◆ WHAT NEEDS TO BE DONE ◆
Output every line below exactly.
::::
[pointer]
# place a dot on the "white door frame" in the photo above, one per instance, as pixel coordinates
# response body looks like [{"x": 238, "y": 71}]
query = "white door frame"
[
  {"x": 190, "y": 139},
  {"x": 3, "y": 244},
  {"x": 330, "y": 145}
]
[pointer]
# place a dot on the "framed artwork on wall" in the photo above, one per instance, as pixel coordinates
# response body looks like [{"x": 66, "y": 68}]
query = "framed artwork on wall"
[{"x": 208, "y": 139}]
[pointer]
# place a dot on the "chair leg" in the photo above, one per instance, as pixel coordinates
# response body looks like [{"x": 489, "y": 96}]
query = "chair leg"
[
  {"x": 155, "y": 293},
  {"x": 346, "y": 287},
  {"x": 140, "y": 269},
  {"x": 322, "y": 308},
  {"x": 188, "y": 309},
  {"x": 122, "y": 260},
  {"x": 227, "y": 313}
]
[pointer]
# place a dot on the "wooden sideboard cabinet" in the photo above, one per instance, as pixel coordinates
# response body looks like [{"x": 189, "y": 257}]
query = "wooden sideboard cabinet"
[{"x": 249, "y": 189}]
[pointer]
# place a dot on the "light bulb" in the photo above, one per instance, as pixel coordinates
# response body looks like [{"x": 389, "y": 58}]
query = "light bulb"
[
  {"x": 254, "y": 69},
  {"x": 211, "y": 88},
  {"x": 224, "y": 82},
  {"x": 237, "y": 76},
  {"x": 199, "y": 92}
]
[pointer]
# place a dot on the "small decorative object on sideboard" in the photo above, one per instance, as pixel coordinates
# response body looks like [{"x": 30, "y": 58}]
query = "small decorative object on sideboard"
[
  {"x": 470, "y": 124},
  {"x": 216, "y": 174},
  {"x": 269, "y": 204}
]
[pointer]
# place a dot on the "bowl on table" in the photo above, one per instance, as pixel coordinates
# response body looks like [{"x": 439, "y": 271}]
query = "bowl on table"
::::
◆ RESULT ◆
[pointer]
# place a dot on the "white door frame" in the photo above, one per instance, as pixel coordinates
# response body looks like [{"x": 238, "y": 71}]
query = "white door frame"
[
  {"x": 190, "y": 139},
  {"x": 3, "y": 244},
  {"x": 330, "y": 145}
]
[pointer]
# place a dot on the "framed artwork on wall" in the photo above, one per instance, as pixel coordinates
# response body looks like [{"x": 66, "y": 68}]
query = "framed artwork on wall"
[{"x": 208, "y": 139}]
[pointer]
# place a dot on the "chair leg" in the photo above, one per instance, as pixel coordinates
# response body looks like [{"x": 489, "y": 96}]
query = "chair leg"
[
  {"x": 155, "y": 293},
  {"x": 346, "y": 287},
  {"x": 140, "y": 269},
  {"x": 322, "y": 308},
  {"x": 188, "y": 309},
  {"x": 122, "y": 260},
  {"x": 227, "y": 313}
]
[pointer]
# place a dot on the "wooden sideboard cabinet" in the photo above, one per instance, as pixel coordinates
# response body looks like [{"x": 189, "y": 257}]
query = "wooden sideboard cabinet"
[{"x": 249, "y": 189}]
[pointer]
# place a dot on the "light bulb" in the photo above, one per instance, as pixel coordinates
# response body looks like [{"x": 389, "y": 58}]
query = "light bulb"
[
  {"x": 254, "y": 69},
  {"x": 211, "y": 88},
  {"x": 224, "y": 82},
  {"x": 237, "y": 76},
  {"x": 199, "y": 92}
]
[pointer]
# place a dot on the "small decorative object on sideboard" in the photo above, one per instance, as pixel coordinates
# response body looks like [{"x": 30, "y": 58}]
query = "small decorative object on sideboard"
[
  {"x": 470, "y": 124},
  {"x": 216, "y": 174},
  {"x": 269, "y": 204}
]
[pointer]
# place a dot on the "bowl on table" in the photo above, one per instance, as pixel coordinates
# response body looks like [{"x": 439, "y": 271}]
query = "bowl on table"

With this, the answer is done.